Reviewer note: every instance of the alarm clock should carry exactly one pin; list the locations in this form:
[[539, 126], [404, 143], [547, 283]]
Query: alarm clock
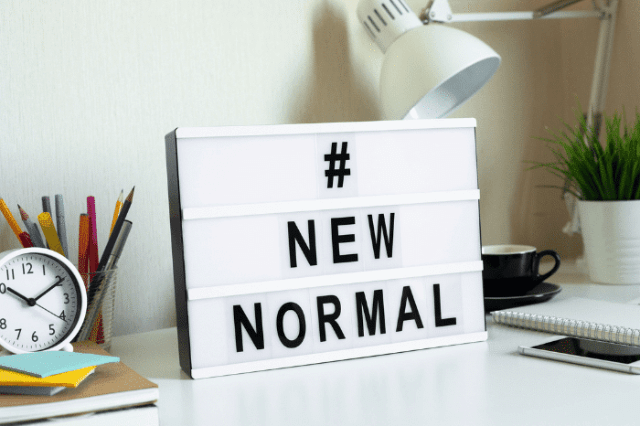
[[43, 301]]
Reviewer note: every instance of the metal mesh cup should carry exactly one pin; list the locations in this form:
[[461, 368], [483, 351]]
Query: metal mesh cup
[[101, 315]]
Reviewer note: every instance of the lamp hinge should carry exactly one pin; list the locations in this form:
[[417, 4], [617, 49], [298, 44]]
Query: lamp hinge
[[436, 11]]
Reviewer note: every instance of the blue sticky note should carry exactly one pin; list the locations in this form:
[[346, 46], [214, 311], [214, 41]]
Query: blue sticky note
[[45, 364]]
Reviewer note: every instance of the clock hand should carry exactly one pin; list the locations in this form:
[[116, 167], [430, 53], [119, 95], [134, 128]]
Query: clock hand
[[60, 279], [30, 302], [50, 312]]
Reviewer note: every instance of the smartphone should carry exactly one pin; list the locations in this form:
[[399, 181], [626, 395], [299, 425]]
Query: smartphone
[[612, 356]]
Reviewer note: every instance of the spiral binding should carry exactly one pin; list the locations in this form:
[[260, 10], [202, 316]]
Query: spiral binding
[[569, 327]]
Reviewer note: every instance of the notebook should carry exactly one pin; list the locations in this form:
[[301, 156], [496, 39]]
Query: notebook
[[111, 386], [45, 364], [578, 317], [24, 384]]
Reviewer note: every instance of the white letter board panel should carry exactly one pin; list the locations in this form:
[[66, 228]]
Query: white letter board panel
[[308, 243]]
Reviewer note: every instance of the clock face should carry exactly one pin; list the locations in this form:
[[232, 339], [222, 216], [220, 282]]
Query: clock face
[[42, 301]]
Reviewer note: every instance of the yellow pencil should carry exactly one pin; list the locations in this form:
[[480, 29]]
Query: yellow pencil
[[116, 212], [12, 221], [49, 231]]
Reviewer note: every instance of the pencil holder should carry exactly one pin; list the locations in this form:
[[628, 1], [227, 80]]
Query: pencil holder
[[102, 327]]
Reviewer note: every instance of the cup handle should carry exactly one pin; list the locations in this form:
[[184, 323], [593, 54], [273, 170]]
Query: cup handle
[[539, 256]]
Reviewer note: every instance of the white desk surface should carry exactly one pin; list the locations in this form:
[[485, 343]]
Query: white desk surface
[[472, 384]]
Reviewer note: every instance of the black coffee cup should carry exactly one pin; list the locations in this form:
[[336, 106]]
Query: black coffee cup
[[512, 270]]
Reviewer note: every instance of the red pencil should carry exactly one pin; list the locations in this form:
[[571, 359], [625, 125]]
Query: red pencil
[[25, 239], [94, 256]]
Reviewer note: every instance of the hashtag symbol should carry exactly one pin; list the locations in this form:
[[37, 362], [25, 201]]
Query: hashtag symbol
[[342, 171]]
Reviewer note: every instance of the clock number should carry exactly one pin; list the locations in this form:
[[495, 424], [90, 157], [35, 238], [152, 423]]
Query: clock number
[[27, 271]]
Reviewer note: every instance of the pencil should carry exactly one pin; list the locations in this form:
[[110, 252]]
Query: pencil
[[106, 254], [46, 204], [60, 223], [32, 228], [91, 327], [46, 207], [83, 248], [93, 235], [116, 212], [49, 231], [25, 240], [12, 221]]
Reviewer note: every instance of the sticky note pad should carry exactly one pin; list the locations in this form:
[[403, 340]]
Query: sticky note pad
[[45, 364], [70, 379]]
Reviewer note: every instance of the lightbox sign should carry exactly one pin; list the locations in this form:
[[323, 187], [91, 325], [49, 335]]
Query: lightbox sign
[[302, 244]]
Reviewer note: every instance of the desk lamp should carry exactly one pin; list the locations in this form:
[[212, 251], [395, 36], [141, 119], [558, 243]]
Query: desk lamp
[[430, 69]]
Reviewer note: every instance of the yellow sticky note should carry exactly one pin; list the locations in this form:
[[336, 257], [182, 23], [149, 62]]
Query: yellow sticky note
[[70, 379]]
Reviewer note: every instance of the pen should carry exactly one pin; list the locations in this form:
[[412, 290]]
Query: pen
[[94, 308], [109, 247]]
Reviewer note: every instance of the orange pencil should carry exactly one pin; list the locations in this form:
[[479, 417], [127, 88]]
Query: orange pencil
[[12, 221], [49, 231], [94, 256], [116, 212]]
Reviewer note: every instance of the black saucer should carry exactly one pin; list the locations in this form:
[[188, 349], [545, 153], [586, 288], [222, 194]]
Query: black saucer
[[540, 293]]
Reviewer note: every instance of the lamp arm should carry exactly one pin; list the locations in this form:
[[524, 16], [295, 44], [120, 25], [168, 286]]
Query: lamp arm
[[440, 11]]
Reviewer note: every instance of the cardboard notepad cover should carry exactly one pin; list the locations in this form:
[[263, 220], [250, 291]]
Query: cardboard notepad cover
[[110, 386]]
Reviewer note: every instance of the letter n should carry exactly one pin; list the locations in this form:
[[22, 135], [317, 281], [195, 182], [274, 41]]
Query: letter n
[[240, 320], [309, 251]]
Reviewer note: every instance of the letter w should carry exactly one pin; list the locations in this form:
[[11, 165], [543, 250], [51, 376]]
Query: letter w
[[382, 233]]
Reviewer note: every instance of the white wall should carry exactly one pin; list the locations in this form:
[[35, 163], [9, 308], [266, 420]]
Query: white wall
[[88, 90]]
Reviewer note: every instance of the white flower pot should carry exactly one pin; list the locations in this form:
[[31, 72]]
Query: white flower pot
[[611, 235]]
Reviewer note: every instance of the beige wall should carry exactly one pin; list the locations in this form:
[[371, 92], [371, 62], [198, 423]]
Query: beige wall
[[88, 90]]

:::::

## Task description
Update these lines by changing every "Reviewer note" to "Annotator note" and leaving everything else unchanged. Do not include the pictures in your answer.

## Problem solution
Annotator note: every instance of the alarm clock should carry exactly one pin; list the locations in this form:
[[539, 126], [404, 143], [547, 283]]
Query: alarm clock
[[43, 301]]
Annotator note: every instance of the metal mesh cup should carry exactly one pin; list the locations in this form:
[[461, 368], [483, 351]]
Query: metal mesh cup
[[101, 315]]
Annotator note: every instance of the lamp hinge should carry exactly one pin; list the locations in this form:
[[417, 4], [617, 49], [298, 44]]
Query: lamp hinge
[[436, 11]]
Annotator note: every instance of the blue sticky note should carry exactly one pin; list the locations in this form:
[[346, 46], [214, 311], [214, 41]]
Query: blue sticky note
[[45, 364]]
Annotator note: every instance of the clock hand should carry exactly one pin; list the locations in this form:
[[116, 167], [430, 53], [119, 95], [134, 128]]
Query: clock hand
[[60, 279], [30, 302], [50, 312]]
Annotator note: every instance of the smartphone should carry exactly one pin; list the locations in this form:
[[399, 181], [626, 395], [299, 425]]
Query: smartphone
[[612, 356]]
Annotator note: every instance of the spiral binding should carry exactly one pin; list the locations in this form:
[[260, 10], [202, 316]]
Query: spiral binding
[[569, 327]]
Annotator note: every instance of the notebook should carry exactly one pin; list the locations in this form:
[[301, 156], [496, 39]]
Query: notebook
[[111, 386], [45, 364], [578, 317], [24, 384]]
Annotator note: every instance of the white letter board panel should carry exactly one pin; list the locations in this form:
[[66, 228]]
Query: white letter board panel
[[308, 243]]
Annotator note: every instance of the clock face should carry exactly one pin; list the locations in this form:
[[232, 339], [222, 216], [220, 282]]
Query: clock face
[[42, 301]]
Annotator note: every instance of the yellow pencil should carry exactly one pin; list the locations in this form:
[[480, 29]]
Query: yellow pencil
[[116, 212], [12, 221], [49, 231]]
Annotator note: every instance of the pencil holder should carry exactly one pin; list the locations in this form:
[[628, 1], [227, 80]]
Query: pencil holder
[[102, 327]]
Annotator note: every instance of the cup handle should carry exactly one pin; list the locations in this form:
[[184, 323], [593, 54], [273, 170]]
Query: cup handle
[[539, 256]]
Annotator note: every instance of the white desk surface should carry exactly one pin; list the locations in this form:
[[485, 343]]
Query: white desk surface
[[472, 384]]
Annotator note: every instance of the black coffee cup should carry exactly one pin; list the locations in this form:
[[336, 106]]
Query: black coffee cup
[[512, 270]]
Annotator note: every instance of the red pencil should carry exactly one pin; list the locations in this form:
[[571, 359], [625, 125]]
Query: red pencil
[[25, 239], [94, 256]]
Annotator note: every instance of the hashtag symbol should carry exactly one pin; list the locations in this form:
[[37, 362], [25, 201]]
Query: hashtag symbol
[[342, 171]]
Annotator note: every instance of the clock number should carry exactly one pin; list the locations in this form:
[[495, 424], [90, 157], [35, 238], [152, 423]]
Query: clock number
[[27, 271]]
Annotator note: every instance of the pencil should carry exactly one pin; list the locations in this form:
[[110, 252]]
Query: pencil
[[106, 254], [46, 204], [60, 223], [32, 228], [91, 327], [46, 207], [83, 248], [93, 235], [116, 212], [49, 231], [25, 240], [12, 221]]
Annotator note: every instance of the sticky note pad should carry exactly one pin; list the locations in this form:
[[403, 340]]
Query: sticky note pad
[[45, 364], [70, 379]]
Annotator note: every instance of the lightbox sign should carry exactly one pin; list the locations in this form:
[[323, 187], [91, 325], [49, 335]]
Query: lightbox sign
[[302, 244]]
Annotator note: every instance of the desk lamp should carry exactly one pin; list the locations in this form:
[[212, 251], [395, 36], [141, 119], [558, 243]]
Query: desk lamp
[[430, 69]]
Annotator note: every instance of the yellow sticky note should carry exactly one pin; list the locations in this form:
[[336, 257], [182, 23], [149, 62]]
Query: yellow sticky note
[[70, 379]]
Annotator note: every instance of the pen should carry exactly one pin; list the locations in this form:
[[412, 290]]
Query: pen
[[94, 308], [109, 247]]
Annotator note: every instance of the orange pencil should carry exactly one pin; list the locations in this form:
[[479, 417], [127, 88]]
Query: orange pencil
[[12, 221], [49, 231], [94, 256], [116, 212]]
Annotator note: every instance of the black saucer should carry exactly one pin; list the locations in this form:
[[188, 349], [545, 153], [586, 288], [222, 194]]
Query: black saucer
[[540, 293]]
Annotator note: every instance of the lamp arm should carry exactly one pin; list the locations in this form:
[[524, 16], [295, 44], [120, 25], [168, 286]]
Query: lamp arm
[[440, 11]]
Annotator note: every instance of the cardboard notepad cover should carry exactly one pin; list the locations in this form:
[[263, 220], [250, 291]]
Query: cardboard notepad cover
[[110, 386]]
Annotator note: every instance of the letter n should carry exactly one pin; list the locations in this form:
[[22, 135], [317, 281], [195, 182], [274, 41]]
Query: letter n
[[240, 320], [309, 251]]
Annotator note: every instance of the letter w should carry exactly one pin; list the locations in this form:
[[11, 165], [543, 250], [51, 376]]
Query: letter w
[[382, 233]]
Annotator note: every instance of the white wall should carry exactly one pin; list the locations in this form:
[[35, 163], [9, 308], [266, 420]]
Query: white wall
[[88, 90]]
Annotator note: every instance of the white flower pot should carry exactly one pin; list the locations in this form:
[[31, 72]]
Query: white flower pot
[[611, 235]]
Annotator note: every instance of the beige wall should carry exactly one pin; list the locations in this form:
[[371, 92], [371, 62], [198, 423]]
Query: beige wall
[[88, 90]]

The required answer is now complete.